▸ Deine Aufgaben
**a.** Welche Tatvorwürfe werden im Text über Verfahrenseinstellungen gegen Geldzahlung genannt? Zähl alle auf.
**b.** Greif den Text über Verfahrenseinstellungen gegen Geldzahlung an seinem Ende auf und schreib ihn weiter.

▸ Textauszug
* * * *

Dr. Jansen erinnerte an die Einstellung nach § 153a am Landgericht München I im Fall „des ehemaligen Formel-1-Königs“ Bernie Eccle­stone. Tatverdacht: Bestechung und Anstiftung zur Untreue im besonders schweren Fall. Ecclestone habe 100 Millionen US-Dollar gezahlt. 

Der Spitzenreiter in Dr. Jansens Praxis war ein HNO-Arzt in einem katholischen Krankenhaus, der wegen des Vorwurfs fahrlässiger Tötung nach einem Behandlungsfehler bei kosmetischer Nasenoperation 50.000 Euro Strafe zahlen musste. Die niedrigste Zahlung waren 2.000 Euro nach dem Vorwurf fahrlässiger Körperverletzung gegen einen Assis­tenzarzt. Zumeist lägen die Beträge zwischen 3.000 und 20.000 Euro.

* * * *

▸ Vorliegende Daten

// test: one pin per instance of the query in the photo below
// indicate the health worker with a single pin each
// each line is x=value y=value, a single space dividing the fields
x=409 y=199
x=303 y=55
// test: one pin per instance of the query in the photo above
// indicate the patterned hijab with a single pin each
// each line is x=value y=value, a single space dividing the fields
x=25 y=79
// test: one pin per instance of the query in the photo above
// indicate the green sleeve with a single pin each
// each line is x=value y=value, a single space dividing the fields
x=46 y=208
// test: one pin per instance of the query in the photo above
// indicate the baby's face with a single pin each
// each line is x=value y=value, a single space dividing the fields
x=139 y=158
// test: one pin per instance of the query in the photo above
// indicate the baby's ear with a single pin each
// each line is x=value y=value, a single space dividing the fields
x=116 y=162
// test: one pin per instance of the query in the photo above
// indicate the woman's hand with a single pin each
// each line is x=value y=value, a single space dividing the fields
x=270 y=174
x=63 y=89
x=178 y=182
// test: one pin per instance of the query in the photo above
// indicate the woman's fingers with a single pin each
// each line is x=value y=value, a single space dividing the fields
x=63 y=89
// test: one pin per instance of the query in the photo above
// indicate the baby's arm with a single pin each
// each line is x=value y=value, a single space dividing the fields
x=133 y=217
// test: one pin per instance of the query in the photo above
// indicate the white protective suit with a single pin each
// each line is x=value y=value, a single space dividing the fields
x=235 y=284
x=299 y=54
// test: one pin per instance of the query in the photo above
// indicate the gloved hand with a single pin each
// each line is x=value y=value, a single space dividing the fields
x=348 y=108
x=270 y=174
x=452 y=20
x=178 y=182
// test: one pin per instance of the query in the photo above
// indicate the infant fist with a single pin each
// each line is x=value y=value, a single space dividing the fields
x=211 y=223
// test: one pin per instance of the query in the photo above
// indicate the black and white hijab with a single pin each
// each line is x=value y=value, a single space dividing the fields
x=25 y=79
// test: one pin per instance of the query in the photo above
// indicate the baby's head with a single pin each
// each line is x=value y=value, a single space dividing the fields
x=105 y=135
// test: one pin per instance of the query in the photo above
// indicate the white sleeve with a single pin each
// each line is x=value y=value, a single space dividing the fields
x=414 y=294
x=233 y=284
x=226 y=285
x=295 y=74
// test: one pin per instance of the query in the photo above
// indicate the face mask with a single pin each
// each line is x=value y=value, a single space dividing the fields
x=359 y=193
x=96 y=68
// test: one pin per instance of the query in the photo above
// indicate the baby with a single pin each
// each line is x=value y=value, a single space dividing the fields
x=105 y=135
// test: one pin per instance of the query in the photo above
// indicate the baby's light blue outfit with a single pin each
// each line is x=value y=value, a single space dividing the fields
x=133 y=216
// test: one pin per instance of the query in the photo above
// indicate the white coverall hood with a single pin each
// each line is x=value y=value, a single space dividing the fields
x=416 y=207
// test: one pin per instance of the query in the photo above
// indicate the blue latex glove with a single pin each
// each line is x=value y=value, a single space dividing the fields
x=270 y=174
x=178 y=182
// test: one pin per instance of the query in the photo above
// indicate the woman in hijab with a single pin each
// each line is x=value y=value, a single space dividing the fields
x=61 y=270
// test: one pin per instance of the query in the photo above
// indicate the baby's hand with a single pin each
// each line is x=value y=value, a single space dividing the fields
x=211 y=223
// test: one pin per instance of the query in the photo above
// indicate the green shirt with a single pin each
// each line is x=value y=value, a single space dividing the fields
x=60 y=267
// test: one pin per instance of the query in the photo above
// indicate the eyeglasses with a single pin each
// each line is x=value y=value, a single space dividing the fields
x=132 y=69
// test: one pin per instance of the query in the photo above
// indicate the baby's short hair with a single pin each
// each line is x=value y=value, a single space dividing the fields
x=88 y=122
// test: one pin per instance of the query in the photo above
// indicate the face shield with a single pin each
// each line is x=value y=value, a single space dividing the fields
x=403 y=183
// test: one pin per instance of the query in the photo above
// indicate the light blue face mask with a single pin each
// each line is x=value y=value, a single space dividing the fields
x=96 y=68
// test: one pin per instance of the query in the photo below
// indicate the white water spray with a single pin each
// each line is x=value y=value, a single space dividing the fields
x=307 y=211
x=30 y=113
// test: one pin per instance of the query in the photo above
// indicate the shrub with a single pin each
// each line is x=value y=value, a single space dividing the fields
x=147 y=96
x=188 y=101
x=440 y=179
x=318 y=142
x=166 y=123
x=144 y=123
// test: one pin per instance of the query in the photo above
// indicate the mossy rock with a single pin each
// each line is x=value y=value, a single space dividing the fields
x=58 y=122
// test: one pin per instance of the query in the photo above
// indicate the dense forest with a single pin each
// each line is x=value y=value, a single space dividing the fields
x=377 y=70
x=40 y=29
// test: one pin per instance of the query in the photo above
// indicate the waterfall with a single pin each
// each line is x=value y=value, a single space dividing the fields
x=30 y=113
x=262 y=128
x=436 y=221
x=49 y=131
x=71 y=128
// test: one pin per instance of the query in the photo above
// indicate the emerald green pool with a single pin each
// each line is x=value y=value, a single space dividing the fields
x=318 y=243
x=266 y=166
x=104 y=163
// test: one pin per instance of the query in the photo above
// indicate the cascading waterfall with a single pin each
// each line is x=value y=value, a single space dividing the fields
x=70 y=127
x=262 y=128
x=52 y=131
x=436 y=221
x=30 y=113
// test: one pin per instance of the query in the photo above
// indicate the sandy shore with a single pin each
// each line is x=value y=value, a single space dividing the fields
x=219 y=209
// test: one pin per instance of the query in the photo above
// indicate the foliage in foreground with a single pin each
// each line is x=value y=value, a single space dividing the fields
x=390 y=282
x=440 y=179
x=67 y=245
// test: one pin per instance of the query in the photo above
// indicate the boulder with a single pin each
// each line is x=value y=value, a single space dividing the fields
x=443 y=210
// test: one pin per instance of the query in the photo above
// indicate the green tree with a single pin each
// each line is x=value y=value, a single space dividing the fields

* * * *

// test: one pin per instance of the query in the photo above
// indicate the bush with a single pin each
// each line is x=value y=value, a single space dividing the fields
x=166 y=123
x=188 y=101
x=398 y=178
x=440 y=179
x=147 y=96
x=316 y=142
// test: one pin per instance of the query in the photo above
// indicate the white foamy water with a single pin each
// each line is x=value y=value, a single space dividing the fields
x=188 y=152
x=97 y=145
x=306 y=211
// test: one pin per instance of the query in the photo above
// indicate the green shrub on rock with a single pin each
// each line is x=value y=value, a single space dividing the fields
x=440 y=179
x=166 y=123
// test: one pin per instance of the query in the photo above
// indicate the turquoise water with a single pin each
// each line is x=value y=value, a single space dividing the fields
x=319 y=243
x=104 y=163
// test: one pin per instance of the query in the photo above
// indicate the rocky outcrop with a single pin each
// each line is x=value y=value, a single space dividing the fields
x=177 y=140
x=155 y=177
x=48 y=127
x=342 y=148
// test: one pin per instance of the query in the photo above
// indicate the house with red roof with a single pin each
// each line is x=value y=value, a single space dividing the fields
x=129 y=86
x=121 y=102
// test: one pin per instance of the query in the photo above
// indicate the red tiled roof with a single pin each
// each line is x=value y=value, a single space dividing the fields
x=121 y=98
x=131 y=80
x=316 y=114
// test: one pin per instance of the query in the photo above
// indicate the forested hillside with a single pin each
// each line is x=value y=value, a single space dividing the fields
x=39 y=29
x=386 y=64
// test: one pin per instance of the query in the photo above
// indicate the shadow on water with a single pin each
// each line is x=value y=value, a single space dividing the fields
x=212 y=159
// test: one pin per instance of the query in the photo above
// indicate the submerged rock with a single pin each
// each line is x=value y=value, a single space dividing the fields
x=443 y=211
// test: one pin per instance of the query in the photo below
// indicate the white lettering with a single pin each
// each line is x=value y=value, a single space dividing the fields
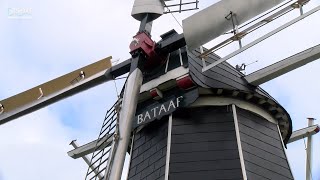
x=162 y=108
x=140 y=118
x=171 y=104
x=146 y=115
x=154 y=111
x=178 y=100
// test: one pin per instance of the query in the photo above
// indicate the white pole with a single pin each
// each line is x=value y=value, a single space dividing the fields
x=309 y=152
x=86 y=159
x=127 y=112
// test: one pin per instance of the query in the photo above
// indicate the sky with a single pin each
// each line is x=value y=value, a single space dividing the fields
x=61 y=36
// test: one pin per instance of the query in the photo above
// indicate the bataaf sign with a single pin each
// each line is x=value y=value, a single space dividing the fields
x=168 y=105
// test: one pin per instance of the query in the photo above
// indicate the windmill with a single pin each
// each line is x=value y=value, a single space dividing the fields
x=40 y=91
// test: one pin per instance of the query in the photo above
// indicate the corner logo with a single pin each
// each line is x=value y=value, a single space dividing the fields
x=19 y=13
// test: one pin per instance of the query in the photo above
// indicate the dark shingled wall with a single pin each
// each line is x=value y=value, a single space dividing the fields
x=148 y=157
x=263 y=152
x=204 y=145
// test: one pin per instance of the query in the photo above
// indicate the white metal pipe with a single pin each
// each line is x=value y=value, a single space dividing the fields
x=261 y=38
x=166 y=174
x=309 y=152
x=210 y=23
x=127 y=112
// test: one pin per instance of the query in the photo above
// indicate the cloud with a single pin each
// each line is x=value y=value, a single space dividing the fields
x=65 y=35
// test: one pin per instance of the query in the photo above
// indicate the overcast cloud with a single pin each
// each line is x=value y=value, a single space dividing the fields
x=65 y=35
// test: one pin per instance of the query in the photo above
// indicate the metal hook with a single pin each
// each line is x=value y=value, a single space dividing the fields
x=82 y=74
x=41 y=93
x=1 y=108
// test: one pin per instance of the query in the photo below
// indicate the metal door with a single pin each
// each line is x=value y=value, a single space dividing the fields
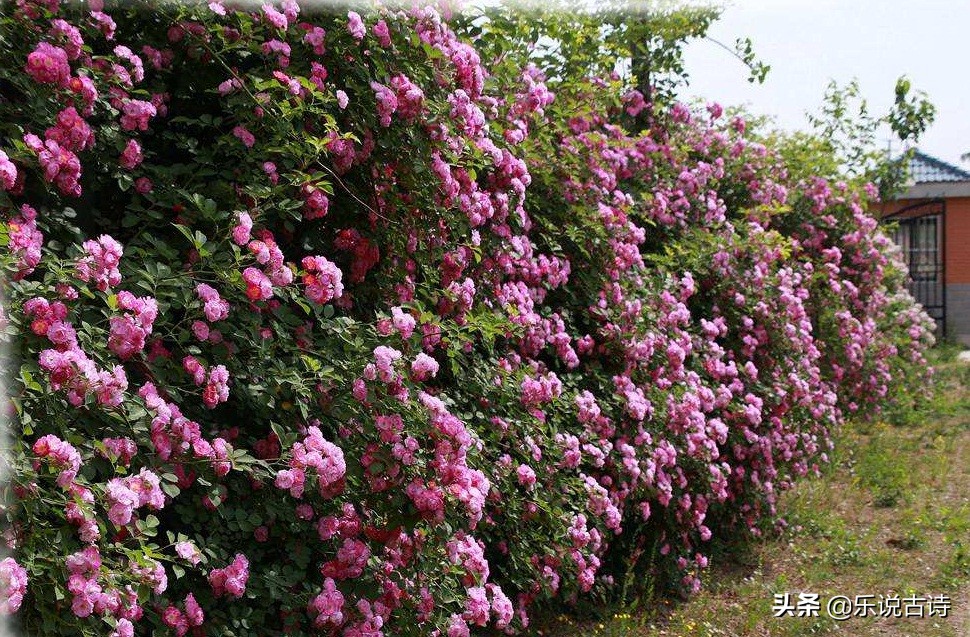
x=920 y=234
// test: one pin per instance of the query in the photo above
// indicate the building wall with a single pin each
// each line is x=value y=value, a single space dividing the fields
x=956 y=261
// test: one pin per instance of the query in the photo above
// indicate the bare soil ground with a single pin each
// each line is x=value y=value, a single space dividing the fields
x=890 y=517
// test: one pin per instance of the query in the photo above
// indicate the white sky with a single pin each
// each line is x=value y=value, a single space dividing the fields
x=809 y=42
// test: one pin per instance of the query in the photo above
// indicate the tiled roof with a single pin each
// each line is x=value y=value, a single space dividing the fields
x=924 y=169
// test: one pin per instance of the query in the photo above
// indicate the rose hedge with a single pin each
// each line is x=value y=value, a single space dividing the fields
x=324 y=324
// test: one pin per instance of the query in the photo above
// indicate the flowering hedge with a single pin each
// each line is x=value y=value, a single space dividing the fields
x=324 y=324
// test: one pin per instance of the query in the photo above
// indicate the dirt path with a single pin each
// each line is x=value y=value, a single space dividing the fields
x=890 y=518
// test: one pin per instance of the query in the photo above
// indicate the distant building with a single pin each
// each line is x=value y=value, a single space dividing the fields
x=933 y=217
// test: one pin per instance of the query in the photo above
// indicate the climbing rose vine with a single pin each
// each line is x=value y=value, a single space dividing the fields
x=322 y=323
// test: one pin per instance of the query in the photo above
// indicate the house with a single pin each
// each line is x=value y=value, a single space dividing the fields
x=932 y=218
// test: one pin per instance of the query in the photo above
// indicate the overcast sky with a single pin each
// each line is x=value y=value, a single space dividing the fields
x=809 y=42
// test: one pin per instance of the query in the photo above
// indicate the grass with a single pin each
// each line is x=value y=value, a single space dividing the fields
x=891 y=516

* * * *

▸ Antworten nach Nummer
**a.** Bestechung, Anstiftung zur Untreue im besonders schweren Fall, fahrlässige Tötung, fahrlässige Körperverletzung

**b.**
Dr. Jansen verwies noch an den Nes­tor des Medizinstrafrechts, Prof. Dr. Dr. Klaus Ulsenheimer. Dieser habe bereits 1987 zu Recht einen Aufsatz mit „Ein gefährlicher Beruf: Strafverfahren gegen Ärzte. Erfahrung, Schwerpunkte und Tendenzen“ überschrieben.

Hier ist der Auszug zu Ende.